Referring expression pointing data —

========================

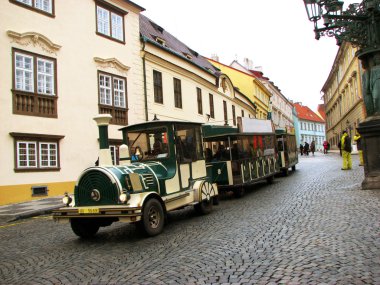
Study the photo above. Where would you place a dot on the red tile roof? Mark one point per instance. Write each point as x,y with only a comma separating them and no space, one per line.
305,113
321,111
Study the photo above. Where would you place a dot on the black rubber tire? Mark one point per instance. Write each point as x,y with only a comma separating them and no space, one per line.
153,219
84,228
239,192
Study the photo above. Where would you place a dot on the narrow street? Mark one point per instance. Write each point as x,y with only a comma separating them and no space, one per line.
315,226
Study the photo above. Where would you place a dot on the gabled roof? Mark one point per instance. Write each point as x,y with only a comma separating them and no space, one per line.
305,113
152,32
134,4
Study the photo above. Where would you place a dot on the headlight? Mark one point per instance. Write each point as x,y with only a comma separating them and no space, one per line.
67,199
124,197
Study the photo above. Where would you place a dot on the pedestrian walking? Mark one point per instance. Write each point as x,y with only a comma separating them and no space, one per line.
345,143
340,147
301,148
306,148
358,140
312,147
325,147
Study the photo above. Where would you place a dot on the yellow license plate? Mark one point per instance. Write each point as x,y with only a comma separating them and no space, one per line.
88,211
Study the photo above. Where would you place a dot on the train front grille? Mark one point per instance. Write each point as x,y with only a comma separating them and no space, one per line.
95,188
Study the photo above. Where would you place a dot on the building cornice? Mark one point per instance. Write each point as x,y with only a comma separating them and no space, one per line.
111,63
35,39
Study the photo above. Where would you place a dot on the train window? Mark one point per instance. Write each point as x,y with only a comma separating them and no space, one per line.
149,144
188,143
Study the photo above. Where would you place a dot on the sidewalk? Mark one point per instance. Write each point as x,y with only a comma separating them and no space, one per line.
14,212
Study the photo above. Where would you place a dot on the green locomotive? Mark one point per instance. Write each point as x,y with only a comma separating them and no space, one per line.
162,168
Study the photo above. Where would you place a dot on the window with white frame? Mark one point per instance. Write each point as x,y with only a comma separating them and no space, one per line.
113,97
27,77
110,21
34,84
36,152
112,90
43,6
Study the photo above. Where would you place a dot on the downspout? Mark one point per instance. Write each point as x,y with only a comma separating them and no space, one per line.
144,75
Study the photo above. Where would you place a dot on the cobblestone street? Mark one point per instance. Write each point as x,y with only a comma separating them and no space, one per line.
315,226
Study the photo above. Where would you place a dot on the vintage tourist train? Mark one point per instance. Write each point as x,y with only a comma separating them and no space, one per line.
165,166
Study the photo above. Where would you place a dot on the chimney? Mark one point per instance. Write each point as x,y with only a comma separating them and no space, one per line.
248,63
102,120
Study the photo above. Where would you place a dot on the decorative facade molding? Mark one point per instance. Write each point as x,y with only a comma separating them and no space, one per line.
112,63
35,39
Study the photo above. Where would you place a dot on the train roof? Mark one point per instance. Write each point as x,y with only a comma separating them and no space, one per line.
155,124
211,132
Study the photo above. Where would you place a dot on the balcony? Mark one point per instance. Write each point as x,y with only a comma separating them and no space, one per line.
119,115
31,104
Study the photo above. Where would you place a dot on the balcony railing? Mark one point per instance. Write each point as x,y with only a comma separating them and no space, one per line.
119,115
31,104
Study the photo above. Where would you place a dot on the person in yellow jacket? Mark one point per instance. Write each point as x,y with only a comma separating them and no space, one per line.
358,139
345,144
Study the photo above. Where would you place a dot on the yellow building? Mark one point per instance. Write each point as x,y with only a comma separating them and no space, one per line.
63,62
250,85
342,95
181,84
66,61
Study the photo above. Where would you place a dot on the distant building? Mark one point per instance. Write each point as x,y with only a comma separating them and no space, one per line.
249,84
321,111
183,85
342,95
311,126
280,107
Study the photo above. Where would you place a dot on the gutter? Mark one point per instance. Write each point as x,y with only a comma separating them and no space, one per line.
145,88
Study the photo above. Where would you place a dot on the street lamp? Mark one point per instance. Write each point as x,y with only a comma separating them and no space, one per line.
359,25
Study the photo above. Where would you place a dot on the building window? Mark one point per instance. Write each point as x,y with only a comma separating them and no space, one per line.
110,21
36,152
34,85
225,112
199,101
113,98
177,93
212,111
233,115
157,81
42,6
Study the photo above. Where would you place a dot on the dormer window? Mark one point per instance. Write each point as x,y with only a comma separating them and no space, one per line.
161,41
110,21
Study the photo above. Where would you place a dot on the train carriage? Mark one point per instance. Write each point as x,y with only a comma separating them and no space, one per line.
162,168
237,157
287,151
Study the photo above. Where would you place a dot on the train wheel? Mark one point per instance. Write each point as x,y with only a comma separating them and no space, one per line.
153,218
239,192
84,228
206,193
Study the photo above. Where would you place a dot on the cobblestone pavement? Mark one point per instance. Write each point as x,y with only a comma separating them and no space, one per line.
313,227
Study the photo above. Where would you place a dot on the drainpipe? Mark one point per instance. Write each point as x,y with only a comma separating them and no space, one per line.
102,120
144,74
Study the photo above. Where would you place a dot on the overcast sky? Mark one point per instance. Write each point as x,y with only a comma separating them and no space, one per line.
274,34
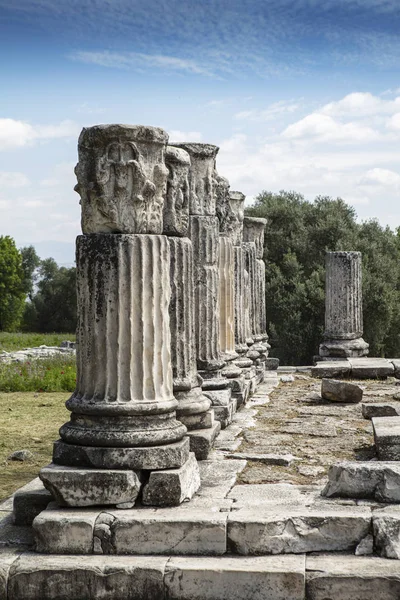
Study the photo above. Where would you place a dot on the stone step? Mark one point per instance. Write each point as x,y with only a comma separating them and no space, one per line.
344,577
33,576
379,480
387,437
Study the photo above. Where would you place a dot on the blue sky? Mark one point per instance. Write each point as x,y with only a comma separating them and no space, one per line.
298,94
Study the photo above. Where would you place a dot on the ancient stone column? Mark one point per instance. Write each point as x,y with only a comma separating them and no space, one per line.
236,200
343,306
226,218
253,235
123,416
193,407
204,235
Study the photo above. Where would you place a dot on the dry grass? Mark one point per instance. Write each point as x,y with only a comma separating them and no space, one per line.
29,421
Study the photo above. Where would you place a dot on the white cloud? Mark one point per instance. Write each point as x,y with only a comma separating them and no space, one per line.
384,177
270,112
13,179
322,127
138,60
16,134
175,135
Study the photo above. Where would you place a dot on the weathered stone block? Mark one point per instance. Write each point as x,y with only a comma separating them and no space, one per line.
279,531
379,480
65,531
27,505
351,577
275,578
380,409
35,577
71,486
173,486
151,458
164,531
387,437
202,440
371,368
340,391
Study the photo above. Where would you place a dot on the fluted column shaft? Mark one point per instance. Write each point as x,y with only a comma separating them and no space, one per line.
204,234
227,295
124,394
343,300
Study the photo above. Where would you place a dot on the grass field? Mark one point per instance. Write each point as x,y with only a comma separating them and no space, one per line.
18,341
30,421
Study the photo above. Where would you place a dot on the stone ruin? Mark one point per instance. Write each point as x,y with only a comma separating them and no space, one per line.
171,334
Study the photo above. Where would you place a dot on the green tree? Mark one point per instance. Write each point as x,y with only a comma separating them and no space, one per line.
298,234
12,295
53,306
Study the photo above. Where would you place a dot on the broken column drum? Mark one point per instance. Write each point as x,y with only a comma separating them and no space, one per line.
204,235
193,406
226,218
253,236
236,200
123,408
343,306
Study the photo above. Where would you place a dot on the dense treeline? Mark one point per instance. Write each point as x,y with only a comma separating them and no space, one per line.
298,234
38,295
35,295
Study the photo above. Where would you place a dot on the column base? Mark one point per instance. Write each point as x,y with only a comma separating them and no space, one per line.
344,348
77,487
202,440
173,486
150,458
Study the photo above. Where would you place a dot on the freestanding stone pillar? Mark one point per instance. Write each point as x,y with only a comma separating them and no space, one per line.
253,235
123,416
193,407
343,307
204,235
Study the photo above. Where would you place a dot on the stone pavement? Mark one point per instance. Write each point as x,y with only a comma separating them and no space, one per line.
257,528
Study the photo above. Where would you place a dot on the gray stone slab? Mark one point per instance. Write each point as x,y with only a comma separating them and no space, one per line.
36,577
65,531
27,505
387,437
372,479
371,368
346,577
202,440
14,535
380,409
269,530
396,364
386,532
284,460
234,578
7,557
162,531
172,486
169,456
335,368
73,486
219,476
340,391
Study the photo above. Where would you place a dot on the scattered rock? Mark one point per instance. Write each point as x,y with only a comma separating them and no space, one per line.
340,391
21,455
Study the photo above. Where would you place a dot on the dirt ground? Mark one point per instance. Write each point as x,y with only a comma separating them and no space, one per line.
317,432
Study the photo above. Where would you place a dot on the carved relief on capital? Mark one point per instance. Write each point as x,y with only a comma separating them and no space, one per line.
236,201
122,178
253,231
201,183
176,206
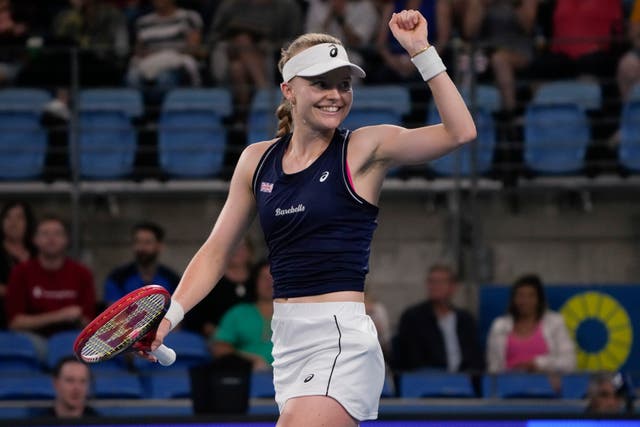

========================

DIRECTIONS — Please copy the data above word for word, but only from the line that contains "on the gray" through the final line, both included, and without the pictures.

SOLUTION FOR THIS TASK —
Study the photo above. Where would you place a dot on the gray stone slab? Mark one point per instance. Write each point as x,y with only a comma separating them and no space, one per line.
36,577
65,531
27,505
387,437
372,479
371,368
346,577
202,440
14,535
380,409
269,530
396,364
386,532
284,460
234,578
7,557
162,531
172,486
169,456
335,368
73,486
219,476
340,391
Study the photo above. Where would you place a dot on the scattered rock? Mark one point per instance. Write each point as x,y with only a comma separating them and no space, one per line.
340,391
21,455
Study the photo above. Where would you place a dot on the dirt ground? Mark one point per instance. Write each point as x,y with only a comma separating them and no space, one per line.
317,432
Study the photo above. Where would you place a dot on the carved relief on capital? Mark one point per instance. Write each point as x,y with only a comma separating them and no space, one per line.
236,201
122,178
253,231
201,183
176,206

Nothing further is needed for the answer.